Set problem 1
Copy the passage from the Cinder email below word for word, beginning at "Based on IRC" and stopping after "is worth it.".

Document text
■ ■ ■ ■ ■ ■ ■

On Fri, Jul 31, 2015 at 01:47:22AM -0700, Mike Perez wrote:
On Mon, Jul 27, 2015 at 12:35 PM, Gorka Eguileor geguileo@redhat.com wrote:

I know we've all been looking at the HA Active-Active problem in Cinder
and trying our best to figure out possible solutions to the different
issues, and since current plan is going to take a while (because it
requires that we finish first fixing Cinder-Nova interactions), I've been
looking at alternatives that allow Active-Active configurations without
needing to wait for those changes to take effect.

And I think I have found a possible solution, but since the HA A-A
problem has a lot of moving parts I ended up upgrading my initial
Etherpad notes to a post [1].

Even if we decide that this is not the way to go, which we'll probably
do, I still think that the post brings a little clarity on all the
moving parts of the problem, even some that are not reflected on our
Etherpad [2], and it can help us not miss anything when deciding on a
different solution.

Based on IRC conversations in the Cinder room and hearing people's
opinions in the spec reviews, I'm not convinced the complexity that a
distributed lock manager adds to Cinder for both developers and the
operators who ultimately are going to have to learn to maintain things
like Zoo Keeper as a result is worth it.

■ ■ ■ ■ ■ ■ ■

Data shown

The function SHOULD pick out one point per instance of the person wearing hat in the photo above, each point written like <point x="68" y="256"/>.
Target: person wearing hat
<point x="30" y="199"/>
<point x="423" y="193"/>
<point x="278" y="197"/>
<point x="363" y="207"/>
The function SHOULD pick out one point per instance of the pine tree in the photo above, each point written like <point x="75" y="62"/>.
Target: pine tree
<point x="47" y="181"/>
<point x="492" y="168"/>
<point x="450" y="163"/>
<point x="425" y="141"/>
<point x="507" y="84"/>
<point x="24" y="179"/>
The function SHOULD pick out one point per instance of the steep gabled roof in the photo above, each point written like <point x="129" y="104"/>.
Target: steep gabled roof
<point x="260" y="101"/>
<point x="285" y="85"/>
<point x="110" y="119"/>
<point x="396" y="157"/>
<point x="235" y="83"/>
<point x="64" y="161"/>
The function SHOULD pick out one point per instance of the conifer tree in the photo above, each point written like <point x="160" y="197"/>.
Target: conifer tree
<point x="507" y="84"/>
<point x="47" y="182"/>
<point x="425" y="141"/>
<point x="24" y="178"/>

■ ■ ■ ■ ■ ■ ■

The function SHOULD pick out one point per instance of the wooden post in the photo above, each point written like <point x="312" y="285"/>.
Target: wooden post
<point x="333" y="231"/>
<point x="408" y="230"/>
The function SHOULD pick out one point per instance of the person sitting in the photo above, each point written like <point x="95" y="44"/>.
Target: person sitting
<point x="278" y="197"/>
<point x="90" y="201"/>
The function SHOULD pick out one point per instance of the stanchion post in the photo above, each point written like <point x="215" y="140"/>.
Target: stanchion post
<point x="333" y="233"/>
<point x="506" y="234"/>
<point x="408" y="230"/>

■ ■ ■ ■ ■ ■ ■

Set problem 2
How many lines in the rows above contain the string "Target"? Reply with the number only.

Written solution 1
Based on IRC conversations in the Cinder room and hearing people's
opinions in the spec reviews, I'm not convinced the complexity that a
distributed lock manager adds to Cinder for both developers and the
operators who ultimately are going to have to learn to maintain things
like Zoo Keeper as a result is worth it.

Written solution 2
7